> [DATA]:
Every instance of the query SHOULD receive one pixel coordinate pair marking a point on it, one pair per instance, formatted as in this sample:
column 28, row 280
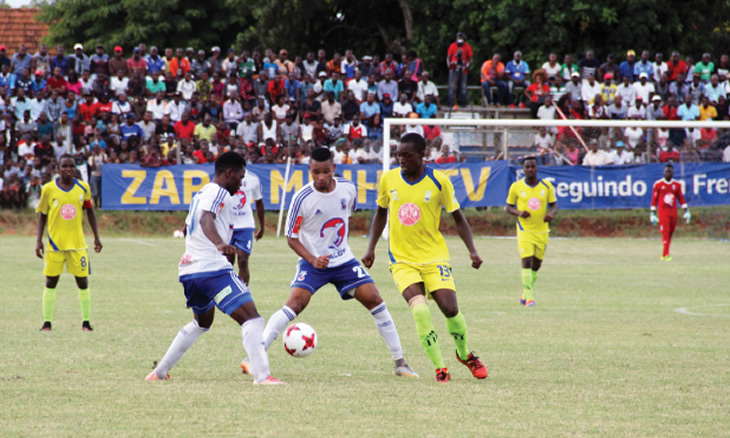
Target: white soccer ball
column 300, row 339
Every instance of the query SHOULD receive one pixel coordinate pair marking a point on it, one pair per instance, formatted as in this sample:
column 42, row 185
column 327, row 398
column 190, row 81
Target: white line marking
column 141, row 242
column 685, row 310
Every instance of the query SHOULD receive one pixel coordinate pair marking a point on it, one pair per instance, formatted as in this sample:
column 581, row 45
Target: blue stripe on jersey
column 430, row 174
column 77, row 183
column 53, row 244
column 296, row 204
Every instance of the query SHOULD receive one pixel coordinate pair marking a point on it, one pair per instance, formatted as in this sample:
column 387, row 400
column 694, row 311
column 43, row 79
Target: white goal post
column 506, row 124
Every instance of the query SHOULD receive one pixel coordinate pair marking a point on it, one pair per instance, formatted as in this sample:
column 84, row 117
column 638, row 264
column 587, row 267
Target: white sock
column 185, row 339
column 253, row 343
column 276, row 324
column 386, row 327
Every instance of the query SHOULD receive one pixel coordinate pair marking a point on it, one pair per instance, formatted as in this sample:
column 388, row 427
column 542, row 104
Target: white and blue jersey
column 204, row 271
column 321, row 222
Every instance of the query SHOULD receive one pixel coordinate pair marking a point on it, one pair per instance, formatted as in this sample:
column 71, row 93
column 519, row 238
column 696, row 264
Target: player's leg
column 367, row 294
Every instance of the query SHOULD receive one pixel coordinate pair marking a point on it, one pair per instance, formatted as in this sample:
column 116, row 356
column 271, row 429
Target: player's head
column 67, row 167
column 529, row 166
column 322, row 168
column 411, row 150
column 229, row 170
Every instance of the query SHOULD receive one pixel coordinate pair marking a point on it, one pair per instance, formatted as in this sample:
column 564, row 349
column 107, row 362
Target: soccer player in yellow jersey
column 61, row 208
column 534, row 203
column 411, row 198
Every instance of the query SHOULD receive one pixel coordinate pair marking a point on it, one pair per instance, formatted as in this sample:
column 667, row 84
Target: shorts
column 434, row 276
column 243, row 239
column 76, row 261
column 345, row 277
column 532, row 244
column 223, row 289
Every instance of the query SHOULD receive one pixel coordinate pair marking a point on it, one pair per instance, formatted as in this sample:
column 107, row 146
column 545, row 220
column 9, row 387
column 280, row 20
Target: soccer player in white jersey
column 244, row 225
column 317, row 227
column 208, row 277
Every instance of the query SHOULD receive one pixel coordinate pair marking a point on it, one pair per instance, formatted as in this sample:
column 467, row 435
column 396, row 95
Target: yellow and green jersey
column 414, row 215
column 534, row 199
column 64, row 209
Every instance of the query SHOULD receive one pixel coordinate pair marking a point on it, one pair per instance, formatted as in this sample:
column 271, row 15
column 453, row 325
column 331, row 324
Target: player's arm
column 94, row 226
column 207, row 224
column 376, row 230
column 260, row 212
column 320, row 262
column 462, row 227
column 42, row 221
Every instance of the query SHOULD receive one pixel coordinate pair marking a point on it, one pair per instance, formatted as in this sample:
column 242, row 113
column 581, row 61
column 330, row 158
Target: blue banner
column 131, row 187
column 610, row 187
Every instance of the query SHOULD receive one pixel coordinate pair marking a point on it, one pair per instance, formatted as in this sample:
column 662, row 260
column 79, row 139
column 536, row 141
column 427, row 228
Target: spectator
column 458, row 60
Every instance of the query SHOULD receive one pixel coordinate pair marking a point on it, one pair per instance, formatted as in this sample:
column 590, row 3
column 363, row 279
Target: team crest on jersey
column 338, row 225
column 534, row 204
column 409, row 214
column 68, row 212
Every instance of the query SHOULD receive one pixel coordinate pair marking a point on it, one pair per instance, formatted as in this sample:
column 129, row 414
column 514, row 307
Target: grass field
column 620, row 344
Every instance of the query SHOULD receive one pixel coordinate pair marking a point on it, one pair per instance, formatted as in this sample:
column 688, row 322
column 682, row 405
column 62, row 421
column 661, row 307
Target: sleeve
column 45, row 196
column 512, row 195
column 383, row 192
column 448, row 194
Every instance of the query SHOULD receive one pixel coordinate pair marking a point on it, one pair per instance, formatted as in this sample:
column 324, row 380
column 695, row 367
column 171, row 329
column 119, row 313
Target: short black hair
column 418, row 142
column 229, row 160
column 321, row 155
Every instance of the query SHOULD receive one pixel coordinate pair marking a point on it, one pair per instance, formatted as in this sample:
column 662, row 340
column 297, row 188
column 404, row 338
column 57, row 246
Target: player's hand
column 653, row 219
column 321, row 262
column 368, row 259
column 476, row 261
column 226, row 249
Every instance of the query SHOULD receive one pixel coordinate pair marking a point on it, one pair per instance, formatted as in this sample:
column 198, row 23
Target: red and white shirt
column 666, row 195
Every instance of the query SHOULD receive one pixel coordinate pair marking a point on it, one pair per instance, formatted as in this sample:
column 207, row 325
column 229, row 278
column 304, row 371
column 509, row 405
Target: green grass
column 604, row 353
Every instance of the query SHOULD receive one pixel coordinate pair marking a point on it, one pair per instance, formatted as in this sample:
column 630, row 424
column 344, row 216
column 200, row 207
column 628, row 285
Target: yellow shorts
column 434, row 276
column 532, row 244
column 77, row 263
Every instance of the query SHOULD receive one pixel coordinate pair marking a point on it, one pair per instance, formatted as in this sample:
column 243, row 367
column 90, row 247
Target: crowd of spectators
column 634, row 89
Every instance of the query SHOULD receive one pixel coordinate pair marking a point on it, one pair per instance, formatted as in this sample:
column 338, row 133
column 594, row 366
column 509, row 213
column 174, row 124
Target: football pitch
column 620, row 344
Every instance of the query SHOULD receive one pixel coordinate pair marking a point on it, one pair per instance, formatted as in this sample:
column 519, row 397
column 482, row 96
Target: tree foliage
column 426, row 26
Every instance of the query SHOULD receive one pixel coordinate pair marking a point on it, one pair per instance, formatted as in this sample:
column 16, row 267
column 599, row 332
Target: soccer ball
column 300, row 339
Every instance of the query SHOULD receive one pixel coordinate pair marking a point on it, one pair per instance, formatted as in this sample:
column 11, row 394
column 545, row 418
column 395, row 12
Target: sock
column 386, row 327
column 457, row 328
column 527, row 284
column 276, row 324
column 427, row 333
column 184, row 340
column 253, row 343
column 85, row 301
column 49, row 301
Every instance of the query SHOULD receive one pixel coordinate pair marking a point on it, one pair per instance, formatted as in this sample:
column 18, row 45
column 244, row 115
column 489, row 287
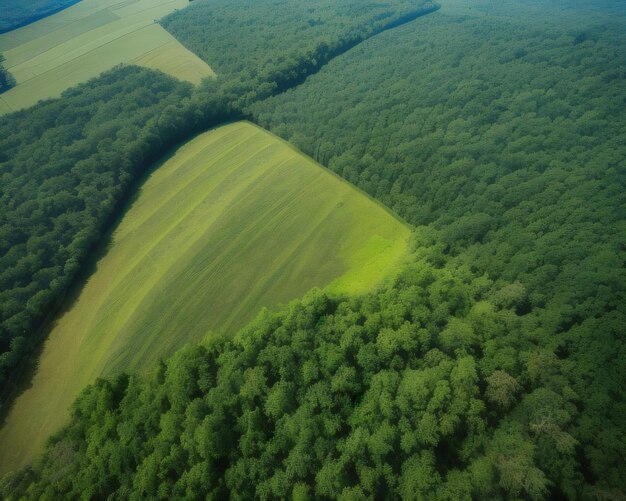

> [TASK DETAILS]:
Edit the entire listing above, replacing "pixel coordinate pair" with "image coordinate pair" wherever it occurs and changing nothing else. Leave the pictures out of your answer.

> [WRITTEN RESPONSE]:
Every instance of the query SHOULD receive one image coordinate pair marking a point on it, one pair per instance, formatted as in this sample:
column 28, row 280
Target: white soccer ball
column 300, row 339
Every instance of the query SHOULD receive one image coordinate pair marking a point on it, one pair per instance, formatted as in this sample:
column 42, row 185
column 327, row 398
column 190, row 81
Target: white line marking
column 141, row 242
column 685, row 310
Every instance of the query SHOULD receive one image coordinate pair marking a point on it, one pair per instance, formatted as in this sample:
column 581, row 45
Target: blue stripe on jersey
column 430, row 174
column 77, row 183
column 53, row 244
column 296, row 204
Every instance of the query SHOULD receive one image coordinate pair marking a point on it, one pair per instance, formatted as in this sample:
column 387, row 400
column 694, row 311
column 43, row 79
Target: white goal post
column 506, row 124
Every instance of the query SHOULD receive one image coordinate pair marking a point on it, one pair per instance, formatted as in this sample:
column 84, row 117
column 638, row 264
column 587, row 267
Target: white sock
column 185, row 339
column 253, row 343
column 276, row 324
column 386, row 327
Every instance of the query SHOULD receive one image coordinate pair marking a point on it, one pair per instance, formatted as in this sample:
column 388, row 427
column 542, row 104
Target: white and blue jersey
column 204, row 271
column 321, row 222
Every instance of the query SHOULD receive one image coordinate pair marking a point on it, one pair per instance, formatted as in this sample:
column 71, row 93
column 519, row 238
column 696, row 264
Target: player's leg
column 367, row 294
Every instance of the query SHOULD receive one image coordinate pair marking a point on it, one pair per instance, formatted as in this sample:
column 116, row 356
column 271, row 429
Target: player's head
column 67, row 167
column 529, row 166
column 322, row 168
column 411, row 150
column 229, row 170
Every instance of the query SHOULD receive one image coordinate pair marking a point on it, one pair per instance, formatted as in this sample:
column 564, row 349
column 107, row 362
Target: soccer player in yellow jersey
column 61, row 208
column 534, row 203
column 411, row 198
Every instance of the query SHOULD receive one image coordinate pair marking a point on it, one pair per instance, formatted as in this sample:
column 667, row 84
Target: shorts
column 434, row 276
column 243, row 239
column 76, row 261
column 345, row 277
column 532, row 244
column 223, row 289
Every instance of the query SHOULD receive one image coordinate pair marking a point on it, one pair per instance, formatted as in this sample:
column 107, row 146
column 545, row 220
column 9, row 387
column 280, row 20
Target: soccer player in white jersey
column 244, row 225
column 317, row 227
column 208, row 277
Every instance of the query SHOULD receive one image coordinate pair marking a point on it, one pair per instance, formatted as in this sample:
column 467, row 435
column 396, row 95
Target: yellow and green jersey
column 414, row 215
column 534, row 199
column 64, row 209
Every instance of the query SHOULD receive one image coordinate pair marking a point on it, one pair per instance, formatted as in this sample:
column 271, row 15
column 453, row 325
column 331, row 324
Target: player's arm
column 94, row 226
column 207, row 224
column 376, row 230
column 260, row 212
column 320, row 262
column 462, row 227
column 42, row 221
Every instance of the query SHOULD receive one image coordinate pair marking a point on it, one pair per instance, formatted as in this sample:
column 242, row 113
column 581, row 61
column 330, row 158
Target: blue banner
column 131, row 187
column 610, row 187
Every instance of the query SHOULD receive one image coordinate pair marking a point on it, one pair per instance, formatted as in this sample:
column 662, row 260
column 79, row 139
column 536, row 141
column 427, row 228
Target: spectator
column 458, row 60
Every instance of the query SHOULD receive one image coordinate pair marking a point on it, one pair per instance, formatted as in this sample:
column 590, row 3
column 363, row 279
Target: team crest on jersey
column 338, row 225
column 534, row 204
column 409, row 214
column 68, row 212
Every instance of the query SHOULD receive one image coordinate pair marking a point on it, one pair per instance, formatted as in this sample:
column 129, row 414
column 514, row 307
Target: grass field
column 620, row 344
Every instance of the query SHOULD receive one image coordinate pair marking a point on it, one pair per instance, formatted as in this sample:
column 688, row 322
column 682, row 405
column 62, row 421
column 661, row 307
Target: sleeve
column 45, row 196
column 512, row 195
column 383, row 192
column 448, row 194
Every instance of the query SHOULD receive one image coordinate pair marking a point on it, one pair per instance, formatted as in this sample:
column 324, row 380
column 695, row 367
column 171, row 329
column 119, row 313
Target: short black hair
column 418, row 142
column 229, row 160
column 321, row 155
Every instance of the query SHOULD receive one image coordinate pair marking a point on it, one pair per instance, formatted as in this sample:
column 662, row 340
column 297, row 188
column 404, row 338
column 57, row 246
Target: player's hand
column 653, row 219
column 321, row 262
column 368, row 259
column 476, row 261
column 226, row 249
Every instance of the query SHOULD receive one image coordinate pair marking a point on it, one pair per instance, formatted as in this sample:
column 198, row 23
Target: red and white shirt
column 666, row 195
Every instance of the query SHOULD receive one image coordinate pair marking a point on it, one pair per instance, formatted as in this sample:
column 207, row 325
column 229, row 278
column 304, row 371
column 509, row 405
Target: green grass
column 604, row 353
Every instance of the query SHOULD receive one image coordinate pair marking a point on it, one pair per instance, formatted as in this sample:
column 630, row 424
column 344, row 216
column 200, row 207
column 628, row 285
Target: yellow shorts
column 434, row 276
column 532, row 244
column 77, row 263
Every instance of the query SHOULD receive one image coordinate pair marking a point on it, one pair per instance, formatted as in this sample:
column 243, row 367
column 90, row 247
Target: crowd of spectators
column 634, row 89
Every instance of the query SHOULD receive one image coordinate pair marking a point on it, one pair per instance, formatted as in this sample:
column 338, row 133
column 594, row 366
column 509, row 213
column 174, row 124
Target: football pitch
column 620, row 344
Every instance of the query SHOULD receive one image coordinate pair marking a point on it, one pair per instance, formatted as in this sample:
column 519, row 397
column 482, row 96
Target: tree foliage
column 426, row 26
Every instance of the query SHOULD receive one image coordinate pair marking a point on it, one pair per instance, formatted as in this sample:
column 16, row 267
column 599, row 332
Target: soccer ball
column 300, row 339
Every instance of the query SHOULD receive one image coordinate pair marking a point on it, one pair per instance, formatted as in this sample:
column 11, row 394
column 545, row 418
column 395, row 12
Target: sock
column 386, row 327
column 457, row 328
column 527, row 284
column 276, row 324
column 427, row 333
column 184, row 340
column 253, row 343
column 85, row 301
column 49, row 301
Every instance of the query SHOULD receive one image coordinate pair marking a point on it, one pair per instance, formatted as in this sample:
column 18, row 45
column 244, row 115
column 489, row 287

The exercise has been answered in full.